• PAGE EXCERPT

## Start

10.           Stock Options

On June 7, 2016, stockholders of the Company approved amendments to the Innodata Inc. 2013 Stock Plan (as amended, the “2013 Plan”). The number of shares of common stock of Innodata Inc. that may be delivered, purchased or used for reference purposes (with respect to stock appreciation rights or stock units) for awards granted under the 2013 Plan after June 7, 2016 is 5,858,892 (the “Share Reserve”). Shares subject to an option or stock appreciation right granted under the 2013 Plan after June 7, 2016 count against the Share Reserve as one share for every share granted, and shares subject to any other type of award granted under the 2013 Plan after June 7, 2016 count against the Share Reserve as two shares for every share granted. Any award, or portion of an award, under the 2013 Plan or under the Company’s 2009 Stock Plan (as amended and restated (the Prior Plan)) that expires or terminates unexercised, becomes unexercisable or is forfeited or otherwise terminated, surrendered or canceled as to any shares without delivery of shares or other consideration will be added back to the Share Reserve as one share for each such share that was subject to an option or stock appreciation right granted under the 2013 Plan or the Prior Plan, and two shares for each such share that was subject to an award other than an option or stock appreciation right granted under the 2013 Plan or the Prior Plan. If any shares are withheld, tendered or exchanged by a participant in the 2013 Plan as full or partial payment to Innodata of the exercise price under an option under the 2013 Plan or the Prior Plan or in satisfaction of a participant’s tax withholding obligations with respect to any award under the 2013 Plan or the Prior Plan, there will be added back to the Share Reserve one share for each such share that was withheld, tendered or exchanged in respect of an option or stock appreciation right granted under the 2013 Plan or the Prior Plan, and two shares for each such share that was withheld, tendered or exchanged in respect of an award other than an option or stock appreciation right granted under the 2013 Plan or the Prior Plan.

## End

• DIRECTIONS
1. According to the stock options excerpt, how many shares make up the Share Reserve for awards granted under the 2013 Plan after June 7, 2016?
2. Write the next paragraph of the stock options excerpt, picking up after its final sentence.
The entries come from a separate, unrelated source.

• STORED ROWS
## Start

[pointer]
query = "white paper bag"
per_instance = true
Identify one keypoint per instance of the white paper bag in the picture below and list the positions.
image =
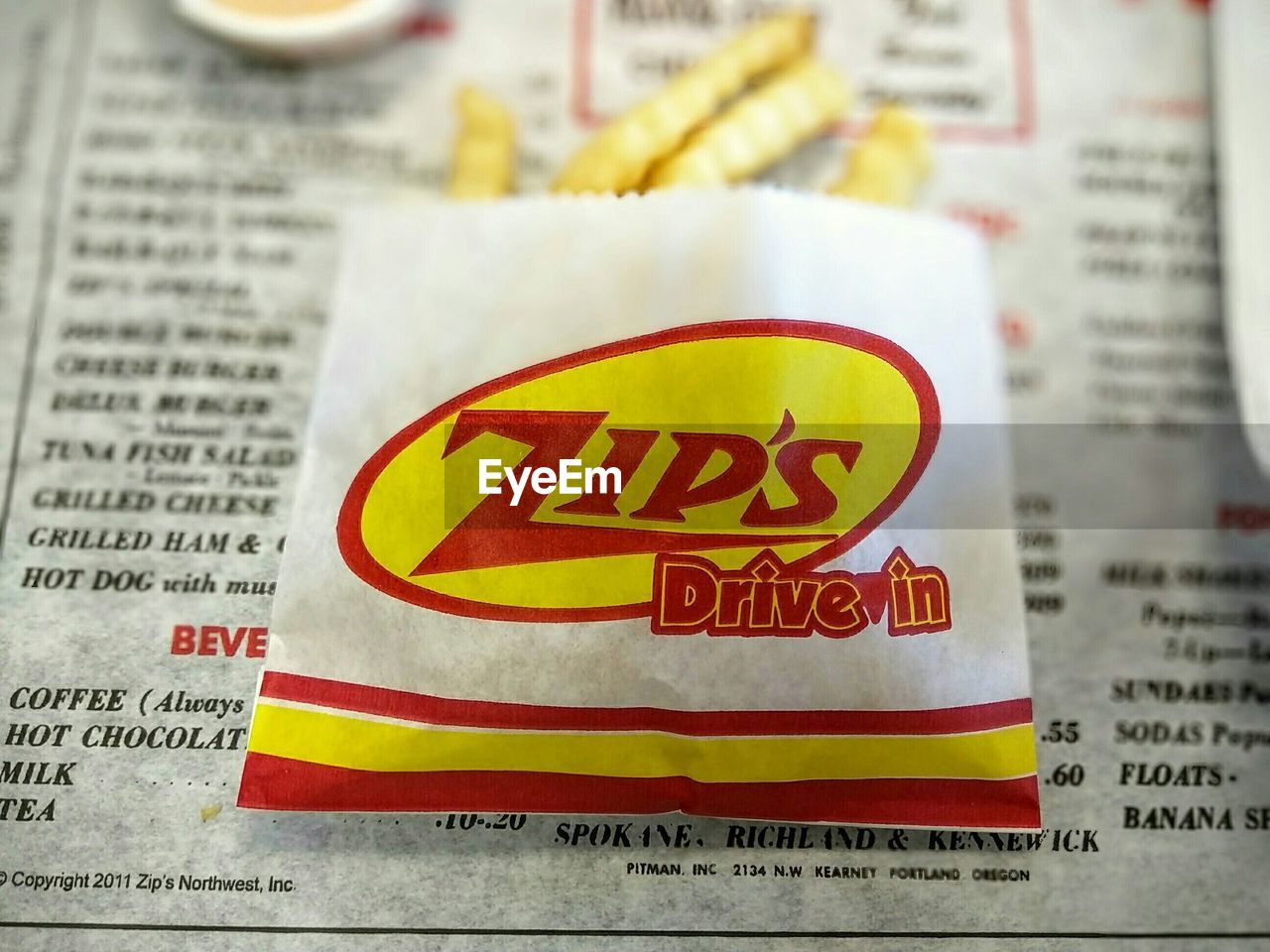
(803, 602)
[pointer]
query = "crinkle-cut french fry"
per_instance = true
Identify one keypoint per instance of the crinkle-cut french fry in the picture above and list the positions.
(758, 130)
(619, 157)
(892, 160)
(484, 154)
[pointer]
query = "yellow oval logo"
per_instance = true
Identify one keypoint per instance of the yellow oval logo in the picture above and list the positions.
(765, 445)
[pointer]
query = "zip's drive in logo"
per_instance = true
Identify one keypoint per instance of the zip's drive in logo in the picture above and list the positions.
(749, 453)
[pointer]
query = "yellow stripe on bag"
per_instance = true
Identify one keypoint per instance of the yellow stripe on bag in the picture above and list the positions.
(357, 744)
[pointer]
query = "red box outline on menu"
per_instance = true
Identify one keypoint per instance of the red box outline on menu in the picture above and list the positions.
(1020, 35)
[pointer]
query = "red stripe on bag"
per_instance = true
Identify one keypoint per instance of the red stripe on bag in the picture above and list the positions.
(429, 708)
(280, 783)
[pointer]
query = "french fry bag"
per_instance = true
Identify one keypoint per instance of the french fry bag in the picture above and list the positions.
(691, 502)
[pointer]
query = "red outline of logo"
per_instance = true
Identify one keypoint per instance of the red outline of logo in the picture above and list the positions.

## End

• RESPONSES TO THE EXERCISE
1. 5,858,892 shares

2.
On June 9, 2022, stockholders of the Company approved amendments to the Innodata Inc. 2021 Equity Compensation Plan (as amended, the “2021 Plan”). The number of shares of common stock of Innodata Inc. that may be delivered, purchased or used for reference purposes (with respect to stock appreciation rights or stock units) for awards granted under the 2021 Plan is 4,000,000 (the “Share Reserve”).  Shares subject to an option or stock appreciation right granted under the 2021 Plan count against the Share Reserve as one share for every share granted, and shares subject to any other type of award granted under the 2021 Plan count against the Share Reserve as two shares for every share granted for awards granted prior to April 11, 2022, and one and a half shares for every share granted for awards granted on or after April 11, 2022. Any shares withheld, tendered or exchanged by a participant in the 2021 Plan as full or partial payment to Innodata of the exercise price under an option under the 2021 Plan or in satisfaction of a participant’s tax withholding obligations with respect to any award under the 2021 Plan, will not be added back to the Share Reserve.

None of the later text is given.